Retype the lines below verbatim, every one of them in order, from the first line to the last.

[Position annotation data]
+ + +

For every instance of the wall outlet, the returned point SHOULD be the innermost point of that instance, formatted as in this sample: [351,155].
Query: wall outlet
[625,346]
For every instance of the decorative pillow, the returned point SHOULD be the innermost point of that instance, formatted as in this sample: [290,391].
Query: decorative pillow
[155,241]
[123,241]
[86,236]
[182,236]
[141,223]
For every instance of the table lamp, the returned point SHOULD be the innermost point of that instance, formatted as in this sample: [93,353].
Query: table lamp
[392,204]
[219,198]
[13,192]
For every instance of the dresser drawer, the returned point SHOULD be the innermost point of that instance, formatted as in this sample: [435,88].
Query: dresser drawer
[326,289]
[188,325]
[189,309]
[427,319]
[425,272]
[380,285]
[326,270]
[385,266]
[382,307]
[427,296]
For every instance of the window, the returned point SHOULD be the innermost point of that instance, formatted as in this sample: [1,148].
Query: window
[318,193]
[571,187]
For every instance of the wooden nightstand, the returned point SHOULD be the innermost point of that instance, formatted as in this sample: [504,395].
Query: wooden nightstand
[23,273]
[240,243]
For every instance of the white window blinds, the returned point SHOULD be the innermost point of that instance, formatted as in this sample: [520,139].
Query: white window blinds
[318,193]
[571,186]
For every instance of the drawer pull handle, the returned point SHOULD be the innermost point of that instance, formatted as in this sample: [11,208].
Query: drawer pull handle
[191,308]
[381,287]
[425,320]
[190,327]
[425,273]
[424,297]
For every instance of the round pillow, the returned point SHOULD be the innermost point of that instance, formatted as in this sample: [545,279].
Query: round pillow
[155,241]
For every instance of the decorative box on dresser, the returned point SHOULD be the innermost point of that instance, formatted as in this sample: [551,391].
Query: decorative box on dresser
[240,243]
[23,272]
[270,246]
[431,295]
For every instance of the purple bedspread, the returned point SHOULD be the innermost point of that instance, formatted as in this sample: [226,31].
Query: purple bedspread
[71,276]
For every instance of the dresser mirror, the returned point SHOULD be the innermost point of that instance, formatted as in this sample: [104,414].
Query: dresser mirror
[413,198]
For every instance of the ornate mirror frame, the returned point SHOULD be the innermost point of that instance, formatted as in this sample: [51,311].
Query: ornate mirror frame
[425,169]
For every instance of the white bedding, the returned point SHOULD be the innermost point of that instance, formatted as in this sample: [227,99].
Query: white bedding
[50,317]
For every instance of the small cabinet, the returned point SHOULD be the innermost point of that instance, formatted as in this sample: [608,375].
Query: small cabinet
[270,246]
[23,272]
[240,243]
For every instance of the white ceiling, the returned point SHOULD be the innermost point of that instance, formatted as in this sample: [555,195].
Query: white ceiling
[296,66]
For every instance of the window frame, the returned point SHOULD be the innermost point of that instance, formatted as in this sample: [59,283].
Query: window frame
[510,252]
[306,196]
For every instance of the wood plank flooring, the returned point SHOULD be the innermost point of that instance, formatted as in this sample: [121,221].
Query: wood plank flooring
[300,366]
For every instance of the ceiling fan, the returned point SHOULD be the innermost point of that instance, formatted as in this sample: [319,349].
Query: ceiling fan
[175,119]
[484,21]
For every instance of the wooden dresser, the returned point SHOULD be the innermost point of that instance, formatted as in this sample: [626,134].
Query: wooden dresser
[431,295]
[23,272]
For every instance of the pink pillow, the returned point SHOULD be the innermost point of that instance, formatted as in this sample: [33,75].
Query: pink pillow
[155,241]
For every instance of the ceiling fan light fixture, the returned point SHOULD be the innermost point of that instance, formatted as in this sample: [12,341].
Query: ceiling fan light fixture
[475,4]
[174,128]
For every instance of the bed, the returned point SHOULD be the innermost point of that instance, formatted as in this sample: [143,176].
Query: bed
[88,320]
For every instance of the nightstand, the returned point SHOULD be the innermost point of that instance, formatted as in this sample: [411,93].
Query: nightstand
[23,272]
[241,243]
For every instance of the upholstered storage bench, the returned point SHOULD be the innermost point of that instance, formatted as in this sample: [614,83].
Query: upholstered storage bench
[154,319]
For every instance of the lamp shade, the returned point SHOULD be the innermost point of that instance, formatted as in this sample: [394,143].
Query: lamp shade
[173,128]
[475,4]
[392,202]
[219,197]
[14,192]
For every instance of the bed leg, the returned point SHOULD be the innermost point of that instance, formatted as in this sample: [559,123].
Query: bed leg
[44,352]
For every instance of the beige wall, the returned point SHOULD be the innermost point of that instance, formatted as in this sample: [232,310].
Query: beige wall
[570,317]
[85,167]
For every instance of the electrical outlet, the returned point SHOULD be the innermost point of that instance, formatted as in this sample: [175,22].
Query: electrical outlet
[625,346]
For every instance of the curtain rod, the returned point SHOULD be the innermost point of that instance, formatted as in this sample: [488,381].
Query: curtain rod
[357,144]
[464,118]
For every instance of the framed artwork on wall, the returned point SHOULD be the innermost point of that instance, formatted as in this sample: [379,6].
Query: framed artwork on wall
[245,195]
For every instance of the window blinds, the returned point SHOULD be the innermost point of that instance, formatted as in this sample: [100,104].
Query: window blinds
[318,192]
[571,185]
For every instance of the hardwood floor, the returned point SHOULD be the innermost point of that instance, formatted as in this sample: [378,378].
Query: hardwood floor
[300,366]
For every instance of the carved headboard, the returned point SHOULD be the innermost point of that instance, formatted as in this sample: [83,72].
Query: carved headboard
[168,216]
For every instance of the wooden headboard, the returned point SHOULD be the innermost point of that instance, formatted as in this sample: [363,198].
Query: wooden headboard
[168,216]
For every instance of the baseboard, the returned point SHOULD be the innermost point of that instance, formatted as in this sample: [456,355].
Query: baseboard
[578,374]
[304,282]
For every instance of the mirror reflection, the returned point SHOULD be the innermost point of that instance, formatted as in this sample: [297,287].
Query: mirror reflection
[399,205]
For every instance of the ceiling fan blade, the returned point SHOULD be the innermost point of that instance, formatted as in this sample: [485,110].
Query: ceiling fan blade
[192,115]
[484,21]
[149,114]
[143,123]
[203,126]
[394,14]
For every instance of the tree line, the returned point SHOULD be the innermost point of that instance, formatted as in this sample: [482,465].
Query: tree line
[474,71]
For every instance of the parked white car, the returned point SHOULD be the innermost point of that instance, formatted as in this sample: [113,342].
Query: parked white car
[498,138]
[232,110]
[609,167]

+ + +

# RESULT OF THIS TASK:
For every instance of the wall outlet, the returned point SHOULD be the innermost point of that instance, formatted as in this sample: [351,155].
Query: wall outlet
[625,346]
For every instance of the decorative pillow, the returned point SHOULD be the innermost point of that instance, formatted as in this sample: [290,391].
Query: decorative pillow
[155,241]
[123,241]
[86,236]
[182,236]
[141,223]
For every instance of the table lamp, the returned point SHOULD be the innermost point of that instance, formatted as in this sample: [93,353].
Query: table lamp
[392,204]
[219,198]
[13,192]
For every instance of the dresser drawer, the returned point SHOULD be the innermost point of that instance, formatted as in this sample: [435,88].
Query: dresser drawer
[326,289]
[188,325]
[189,309]
[427,319]
[425,272]
[380,285]
[326,270]
[385,266]
[382,307]
[427,296]
For every instance of the window, the returned point SHOULD be the innermost point of that instance, formatted as in this sample: [1,148].
Query: window
[318,193]
[571,187]
For every instance of the wooden nightstand, the returned point SHOULD be the innermost point of that instance, formatted as in this sample: [504,395].
Query: wooden nightstand
[23,273]
[240,243]
For every instance of the white window blinds, the returned point SHOULD be the innermost point of that instance, formatted as in this sample: [520,139].
Query: white window blinds
[318,193]
[571,186]
For every instance of the drawer pull handle, the returned point SHOULD be the innermost point of that instance, formatted as in this sample: [11,208].
Query: drawer pull handle
[191,308]
[381,287]
[425,320]
[190,327]
[425,273]
[424,297]
For every instance of the round pillow, the returned point SHOULD be the innermost point of that instance, formatted as in this sample: [545,279].
Query: round pillow
[155,241]
For every instance of the decorative box on dresser, the returned point SHOULD be the innermost point of that instance, formatted as in this sample: [551,391].
Query: decorative box on dresser
[240,243]
[23,272]
[270,246]
[431,295]
For every instance of the purple bedspread, the returned point SHOULD be the innermost point of that instance, formatted as in this sample: [226,31].
Query: purple bedspread
[71,276]
For every instance of the dresser mirror, the returned point SHOULD be the innermost point of that instance, formatted as in this sample: [104,414].
Query: dresser mirror
[413,198]
For every instance of the ornate mirror frame, the returned point SHOULD be the innermost point of that instance, formatted as in this sample: [51,311].
Query: ornate mirror frame
[425,169]
For every instance of the white bedding, the returned point SHOULD be the innermost point of that instance, formatted as in this sample: [227,99].
Query: white bedding
[50,317]
For every instance of the small cabinet, the returned point SHOULD be the innermost point of that instance, formatted as in this sample: [608,375].
Query: small cabinet
[270,246]
[23,272]
[240,243]
For every instance of the white ceiling, the returned point SHOULD be the innermost point of that instance, formatted as in this sample: [555,195].
Query: white ceiling
[296,66]
For every instance of the window frame, the returned point SHOULD be the innermost point of that instance, formatted as in this sample: [59,283].
Query: window frame
[510,252]
[306,196]
For every instance of the wood plank flooring, the returned point SHOULD be the innermost point of that instance, formatted as in this sample: [121,221].
Query: wood plank flooring
[300,366]
For every instance of the ceiling fan, the returned point SHOULD be the innermost point of that instance, formatted as in this sample: [319,349].
Query: ceiling fan
[175,119]
[484,21]
For every instance of the wooden dresser, the returned point SHOULD be the innermost point of that instance, formatted as in this sample: [626,134].
Query: wooden dresser
[431,295]
[23,272]
For every instance of the pink pillow, the returned point SHOULD be the innermost point of that instance, formatted as in this sample: [33,75].
Query: pink pillow
[155,241]
For every instance of the ceiling fan light fixture, the returned point SHOULD be the innermost point of that instance, formatted as in this sample: [12,341].
Query: ceiling fan light fixture
[475,4]
[174,128]
For every instance of the bed, the returned point SHOULD be the innermost point of that instance, formatted as in this sample: [143,176].
Query: bed
[88,320]
For every instance of the nightstand, the returned point SHOULD be the innermost point of that instance, formatted as in this sample: [411,93].
Query: nightstand
[23,272]
[241,243]
For every instance of the upholstered storage bench, the returned point SHOULD be the innermost point of that instance, formatted as in this sample: [614,83].
Query: upholstered storage bench
[154,319]
For every instance of the lamp shade, the returned point SHOULD be the innermost point of that instance, formatted as in this sample: [394,143].
Query: lamp shade
[173,128]
[475,4]
[392,202]
[219,197]
[14,192]
For every instance of the bed leg, the returned point SHOULD be the innermost point of that instance, formatted as in this sample: [559,123].
Query: bed leg
[44,352]
For every instance of the beige wall, the returned point SHOULD be the innermost point of that instance, formatted as in this sample: [232,310].
Query: beige wall
[570,317]
[85,167]
For every instance of the electrical outlet, the returned point SHOULD be the innermost point of that instance, formatted as in this sample: [175,22].
Query: electrical outlet
[625,346]
For every instance of the curtain rod, the returned point SHOULD be the innermost point of that instance, formatted as in this sample: [488,381].
Query: curtain rod
[357,144]
[464,118]
For every instance of the framed artwork on wall, the returned point SHOULD be the innermost point of that instance, formatted as in this sample: [379,6].
Query: framed artwork on wall
[245,195]
For every instance of the window blinds, the returned point SHOULD be the innermost point of that instance, formatted as in this sample: [100,104].
Query: window blinds
[318,192]
[571,185]
For every instance of the hardwood floor, the returned point SHOULD be the innermost point of that instance, formatted as in this sample: [378,378].
Query: hardwood floor
[300,366]
For every instance of the carved headboard, the returned point SHOULD be the innermost point of that instance, formatted as in this sample: [83,72].
Query: carved headboard
[168,216]
For every instance of the wooden headboard, the returned point SHOULD be the innermost point of that instance, formatted as in this sample: [363,198].
Query: wooden headboard
[168,216]
For every instance of the baseboard, the returned point SHOULD be the innermost point of that instance, formatted as in this sample: [456,355].
Query: baseboard
[578,374]
[304,282]
For every instance of the mirror reflection, the returned point SHOULD be the innermost point of that instance, formatted as in this sample: [297,287].
Query: mirror reflection
[399,205]
For every instance of the ceiling fan blade, the returned point SHOULD be the innermost point of that instance, formatted as in this sample: [485,110].
Query: ceiling fan blade
[192,115]
[484,21]
[149,114]
[143,123]
[203,126]
[394,14]
For every instance of the tree line, the returned point SHOULD be the innermost point of that instance, formatted as in this sample: [482,465].
Query: tree line
[474,71]
For every instance of the parked white car, the returned point SHOULD be the innermost point of that instance, formatted as in this sample: [113,342].
Query: parked white car
[498,138]
[232,110]
[609,167]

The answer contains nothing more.